VM is unfortunately killed:

# virsh list --all
 Id    Name                           State
----------------------------------------------------
 -     vm1                            shut off

However, I can reproduce the issue by hot-plugging usb storage.
I have 1 default usb controller:

  <controller type='usb' index='0'>
      
Then hotplug 1 usb storage into usb controller with incorrect address:

# cat usb.xml 
 <disk type='block' device='disk'>
      <driver name='qemu' type='qcow2'/>
      <source dev='/dev/sdb'/>
      <target dev='sda' bus='usb'/>
      <address type='usb' bus='0' port='5'/>   --port='5' is incorrect
    </disk>

# virsh attach-device vm1 usb.xml 
error: Failed to attach device from usb.xml
error: internal error: unable to execute QEMU command 'device_add': usb port 5 (bus usb.0) not found (in use?)

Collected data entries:
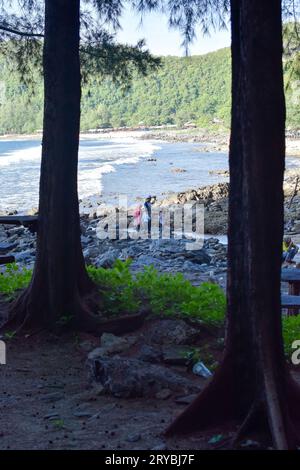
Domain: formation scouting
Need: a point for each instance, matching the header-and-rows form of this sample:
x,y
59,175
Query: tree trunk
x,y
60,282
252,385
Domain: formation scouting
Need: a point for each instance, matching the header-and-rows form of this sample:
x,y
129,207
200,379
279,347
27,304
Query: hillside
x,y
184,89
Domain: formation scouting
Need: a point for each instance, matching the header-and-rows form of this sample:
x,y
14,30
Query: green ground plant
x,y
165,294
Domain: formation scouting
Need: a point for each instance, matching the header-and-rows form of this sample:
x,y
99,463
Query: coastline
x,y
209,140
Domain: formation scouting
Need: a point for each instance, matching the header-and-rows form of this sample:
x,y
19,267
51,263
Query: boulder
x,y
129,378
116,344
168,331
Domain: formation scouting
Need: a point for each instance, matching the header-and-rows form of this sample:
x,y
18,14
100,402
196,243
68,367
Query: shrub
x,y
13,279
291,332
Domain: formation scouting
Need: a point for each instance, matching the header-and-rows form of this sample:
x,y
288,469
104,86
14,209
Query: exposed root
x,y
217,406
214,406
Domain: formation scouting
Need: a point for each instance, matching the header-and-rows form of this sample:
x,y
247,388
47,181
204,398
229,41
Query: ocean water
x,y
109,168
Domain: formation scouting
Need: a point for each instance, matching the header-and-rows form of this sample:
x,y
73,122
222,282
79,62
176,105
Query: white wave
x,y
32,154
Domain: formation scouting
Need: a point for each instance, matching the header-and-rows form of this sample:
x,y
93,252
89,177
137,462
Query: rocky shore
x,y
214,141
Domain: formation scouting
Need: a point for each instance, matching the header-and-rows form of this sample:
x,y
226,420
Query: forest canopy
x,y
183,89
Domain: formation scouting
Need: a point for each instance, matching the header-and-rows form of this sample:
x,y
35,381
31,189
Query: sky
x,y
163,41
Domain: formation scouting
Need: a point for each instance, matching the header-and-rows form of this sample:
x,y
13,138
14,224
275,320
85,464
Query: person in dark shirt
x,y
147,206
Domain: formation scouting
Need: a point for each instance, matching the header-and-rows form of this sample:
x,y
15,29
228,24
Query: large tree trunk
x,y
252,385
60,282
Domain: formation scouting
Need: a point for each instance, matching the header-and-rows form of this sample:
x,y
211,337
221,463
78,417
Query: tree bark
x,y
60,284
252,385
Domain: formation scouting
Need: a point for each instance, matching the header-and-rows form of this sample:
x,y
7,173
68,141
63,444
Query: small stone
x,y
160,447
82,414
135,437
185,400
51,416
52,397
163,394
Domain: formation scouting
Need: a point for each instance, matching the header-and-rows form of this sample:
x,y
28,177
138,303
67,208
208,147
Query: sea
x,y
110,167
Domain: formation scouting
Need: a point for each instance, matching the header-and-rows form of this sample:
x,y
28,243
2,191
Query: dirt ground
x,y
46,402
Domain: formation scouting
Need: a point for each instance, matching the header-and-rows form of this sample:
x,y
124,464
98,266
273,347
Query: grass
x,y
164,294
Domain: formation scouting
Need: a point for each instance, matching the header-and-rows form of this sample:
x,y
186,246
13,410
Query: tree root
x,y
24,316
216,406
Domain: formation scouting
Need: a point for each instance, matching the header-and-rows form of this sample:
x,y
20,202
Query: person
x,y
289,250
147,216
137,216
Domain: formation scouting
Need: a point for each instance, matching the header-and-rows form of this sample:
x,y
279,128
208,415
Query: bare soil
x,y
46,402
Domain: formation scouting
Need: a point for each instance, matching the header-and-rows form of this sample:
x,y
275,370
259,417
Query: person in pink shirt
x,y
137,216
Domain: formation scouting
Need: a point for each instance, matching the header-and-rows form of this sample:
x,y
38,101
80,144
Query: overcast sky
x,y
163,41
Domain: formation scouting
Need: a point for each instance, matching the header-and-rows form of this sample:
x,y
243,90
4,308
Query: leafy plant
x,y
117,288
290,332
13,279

==

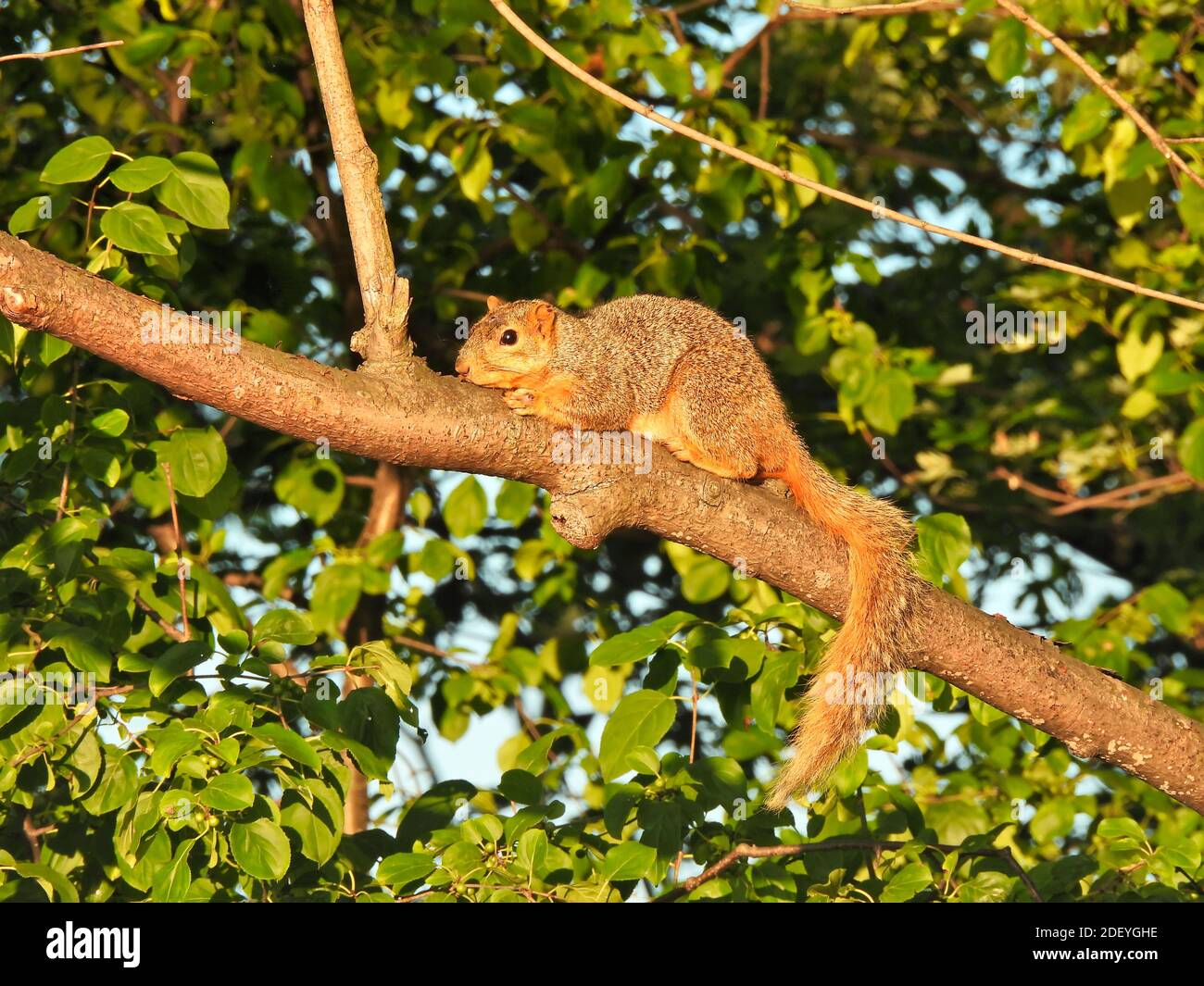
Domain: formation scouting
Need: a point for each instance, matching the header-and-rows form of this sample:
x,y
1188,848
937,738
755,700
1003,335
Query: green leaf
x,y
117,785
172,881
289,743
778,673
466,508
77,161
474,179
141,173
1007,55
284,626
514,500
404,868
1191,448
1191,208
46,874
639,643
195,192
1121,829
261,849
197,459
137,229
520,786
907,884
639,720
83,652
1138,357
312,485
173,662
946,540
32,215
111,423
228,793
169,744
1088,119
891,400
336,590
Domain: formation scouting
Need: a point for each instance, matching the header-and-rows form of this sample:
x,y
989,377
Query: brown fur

==

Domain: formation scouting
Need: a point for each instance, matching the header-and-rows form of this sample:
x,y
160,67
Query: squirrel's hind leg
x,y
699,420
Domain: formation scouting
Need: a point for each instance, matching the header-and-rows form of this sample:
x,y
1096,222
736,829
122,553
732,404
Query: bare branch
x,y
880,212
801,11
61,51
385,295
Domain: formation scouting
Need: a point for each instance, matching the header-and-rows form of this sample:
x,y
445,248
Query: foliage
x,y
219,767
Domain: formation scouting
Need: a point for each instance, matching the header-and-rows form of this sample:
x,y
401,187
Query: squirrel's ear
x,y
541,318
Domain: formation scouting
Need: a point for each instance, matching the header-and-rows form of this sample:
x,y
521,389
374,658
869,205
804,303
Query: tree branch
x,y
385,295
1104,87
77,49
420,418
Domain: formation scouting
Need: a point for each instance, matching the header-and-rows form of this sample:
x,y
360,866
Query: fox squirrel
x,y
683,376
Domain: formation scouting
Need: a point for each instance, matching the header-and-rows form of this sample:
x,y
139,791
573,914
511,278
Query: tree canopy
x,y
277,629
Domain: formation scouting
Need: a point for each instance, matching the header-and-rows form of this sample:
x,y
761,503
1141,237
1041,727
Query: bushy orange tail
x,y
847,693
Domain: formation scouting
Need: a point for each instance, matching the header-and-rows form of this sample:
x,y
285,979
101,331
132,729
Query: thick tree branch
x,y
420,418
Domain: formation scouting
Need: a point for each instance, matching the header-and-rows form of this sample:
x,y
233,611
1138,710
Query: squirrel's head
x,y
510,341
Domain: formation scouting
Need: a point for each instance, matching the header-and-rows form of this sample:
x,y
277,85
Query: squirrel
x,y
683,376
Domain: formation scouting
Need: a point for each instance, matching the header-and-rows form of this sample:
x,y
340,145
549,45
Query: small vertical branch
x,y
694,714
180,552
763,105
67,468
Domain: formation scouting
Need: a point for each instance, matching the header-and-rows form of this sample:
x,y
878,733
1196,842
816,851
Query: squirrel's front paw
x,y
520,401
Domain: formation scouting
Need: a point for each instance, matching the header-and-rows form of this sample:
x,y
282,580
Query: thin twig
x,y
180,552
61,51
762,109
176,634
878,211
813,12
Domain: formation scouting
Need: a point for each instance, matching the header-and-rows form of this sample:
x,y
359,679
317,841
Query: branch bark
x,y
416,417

▶ [TO-DO LIST]:
- a) In the source excerpt, what state does vm1 have in the virsh list output?
- b) Write out the source excerpt again from the words "VM is unfortunately" through "hot-plugging usb storage.", changing "reproduce" to "trigger".
- c) Shorten the paragraph of the source excerpt that begins "However, I can reproduce the issue" into one sentence, keeping its main facts.

▶ [ANSWERS FOR THE TASKS]:
- a) shut off

- b)
VM is unfortunately killed:

# virsh list --all
 Id    Name                           State
----------------------------------------------------
 -     vm1                            shut off

However, I can trigger the issue by hot-plugging usb storage.

- c) The issue can be reproduced by hot-plugging usb storage, with 1 default usb controller in place.